● Texto fornecido:

O nome desse estranho homem é Travis, e ele é interpretado por Harry Dean Stanton. Apesar da aparência, ele parece bem, embora não fale. Ele também não se lembra muito bem do seu passado, ou assim parece. Não demora muito e seu irmão, Walt (Dean Stockwell), é avisado sobre Travis. Walt, que vive em Los Angeles, passou anos sem ver o irmão e a jovem esposa dele, Jane (Nastassja Kinski), que também desapareceu. Ele parte para buscar Travis e o estranho homem não se mostra um viajante tranquilo: incapaz de convencê-lo a ir de avião até Los Angeles, Walt não tem escolha a não se levar seu irmão de volta de carro.

Com o tempo Travis começa a conviver com a esposa do irmão, Anne (Aurore Clement) e seu filho Hunter (Hunter Carson). Após o sumiço de Travis, Hunter foi criado por Walt e sua mulher como um filho. Após estabelecer uma relação de confiança com o filho, Travis decide partir com o menino em busca da mãe dele. O paradeiro dela, e os motivos pelos quais o casal se separou de maneira tão traumática, sustentam a narrativa até os momentos finais, emocionantes e inesquecíveis.

Wim Wenders dirige essa história – com roteiro do dramaturgo e ator Sam Shepard – enfatizando os espaços vazios e inserindo seus personagens em locações amplas, mesmo nas cenas urbanas. A paisagem desértica do início não é uma paisagem qualquer. É aquela que aprendemos, após décadas de filmes, a reconhecer dos velhos faroestes de John Ford. A própria trilha sonora, composta pelo guitarrista Ry Cooder, remete ao faroeste. Porém, enquanto John Wayne partia movido pelo preconceito à procura da sobrinha em Rastros de Ódio (1956), a jornada do cowboy Travis é uma de redenção. E o protagonista de Paris, Texas possui várias características em comuns com o arquétipo do cowboy solitário que vaga pelas planícies nos filmes do gênero americano por excelência.

Afinal, Travis fala pouco, calça botas e é antiquado, preferindo andar a dirigir, e dirigir a voar. É um personagem inquieto – na primeira noite dele na casa do irmão, ele engraxa todos os sapatos da família, mostrando como caminhar é muito importante para ele. Em pelo menos uma ocasião o filme usa essa natureza representativa do protagonista para criar humor, como na cena em que ele experimenta várias roupas, com a ajuda da empregada da família, e tenta decidir qual delas é a mais adequada a um pai. Obviamente, ele acaba escolhendo a mais ridícula…

Vale ressaltar o quanto é especial a atuação de Harry Dean Stanton como Travis. O ator sempre foi marcado como um coadjuvante e é um daqueles rostos que o espectador constantemente vê em filmes americanos desde o final dos anos 1960 – Stanton trabalha até hoje e se tornou uma figura cult em anos recentes. Em Paris, Texas Wenders, no entanto, dá a ele a chance de protagonizar e o resultado é maravilhoso. A composição do ator é sutil: em vários momentos ele parece não estar fazendo nada, em outros ele deixa transparecer indícios de uma personalidade forte e não muito agradável, como quando diz a Anne que a sua esposa “deixou de ser mãe para o seu filho há muito tempo”. É uma atuação magistral, mas que no filme ainda encontra uma correspondência no brilhante trabalho do garotinho Hunter Carson, simpático e absolutamente natural. Algumas das melhores cenas do filme acontecem quando Stanton e Carson contracenam.

● Problema proposto 1: Segundo o texto sobre Paris, Texas, por que Walt precisa levar Travis de volta a Los Angeles de carro? Responda em uma a três frases.
● Problema proposto 2: Transcreva do texto sobre Paris, Texas tudo desde "Wim Wenders dirige" até "americano por excelência.".
Baseie-se exclusivamente no texto.

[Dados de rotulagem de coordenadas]
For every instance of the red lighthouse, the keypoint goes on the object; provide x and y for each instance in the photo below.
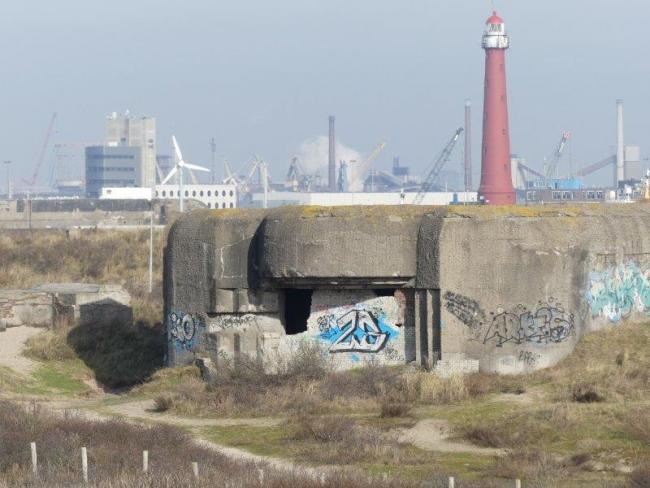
(496, 178)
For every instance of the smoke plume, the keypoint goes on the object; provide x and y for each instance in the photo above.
(314, 153)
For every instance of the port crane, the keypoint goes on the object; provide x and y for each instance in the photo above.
(365, 166)
(551, 165)
(41, 156)
(438, 165)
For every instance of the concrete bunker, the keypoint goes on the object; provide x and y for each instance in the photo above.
(457, 289)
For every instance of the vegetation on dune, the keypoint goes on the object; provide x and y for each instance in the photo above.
(88, 256)
(115, 456)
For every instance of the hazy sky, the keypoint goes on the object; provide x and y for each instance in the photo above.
(263, 76)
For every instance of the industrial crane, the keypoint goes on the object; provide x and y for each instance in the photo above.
(438, 165)
(551, 166)
(365, 166)
(523, 169)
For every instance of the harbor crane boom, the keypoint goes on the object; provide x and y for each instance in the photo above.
(551, 166)
(41, 156)
(438, 165)
(365, 166)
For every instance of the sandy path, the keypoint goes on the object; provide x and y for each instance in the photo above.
(434, 435)
(12, 343)
(144, 409)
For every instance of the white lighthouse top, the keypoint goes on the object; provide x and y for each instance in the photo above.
(495, 36)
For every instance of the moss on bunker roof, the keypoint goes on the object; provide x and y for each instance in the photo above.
(382, 212)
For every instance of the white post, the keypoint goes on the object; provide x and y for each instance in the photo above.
(151, 251)
(34, 457)
(180, 187)
(265, 184)
(84, 464)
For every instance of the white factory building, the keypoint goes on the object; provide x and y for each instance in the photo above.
(212, 196)
(279, 198)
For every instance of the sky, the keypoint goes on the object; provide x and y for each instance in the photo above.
(262, 77)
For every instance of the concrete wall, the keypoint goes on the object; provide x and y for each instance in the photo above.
(52, 305)
(506, 290)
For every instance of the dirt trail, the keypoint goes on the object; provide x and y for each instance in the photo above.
(144, 409)
(12, 343)
(435, 434)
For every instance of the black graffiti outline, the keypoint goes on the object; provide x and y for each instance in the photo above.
(183, 327)
(369, 327)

● Resolução detalhada 1: Walt não consegue convencer Travis a ir de avião até Los Angeles. Por isso, não lhe resta outra opção senão levar o irmão de carro.

● Resolução detalhada 2:
Wim Wenders dirige essa história – com roteiro do dramaturgo e ator Sam Shepard – enfatizando os espaços vazios e inserindo seus personagens em locações amplas, mesmo nas cenas urbanas. A paisagem desértica do início não é uma paisagem qualquer. É aquela que aprendemos, após décadas de filmes, a reconhecer dos velhos faroestes de John Ford. A própria trilha sonora, composta pelo guitarrista Ry Cooder, remete ao faroeste. Porém, enquanto John Wayne partia movido pelo preconceito à procura da sobrinha em Rastros de Ódio (1956), a jornada do cowboy Travis é uma de redenção. E o protagonista de Paris, Texas possui várias características em comuns com o arquétipo do cowboy solitário que vaga pelas planícies nos filmes do gênero americano por excelência.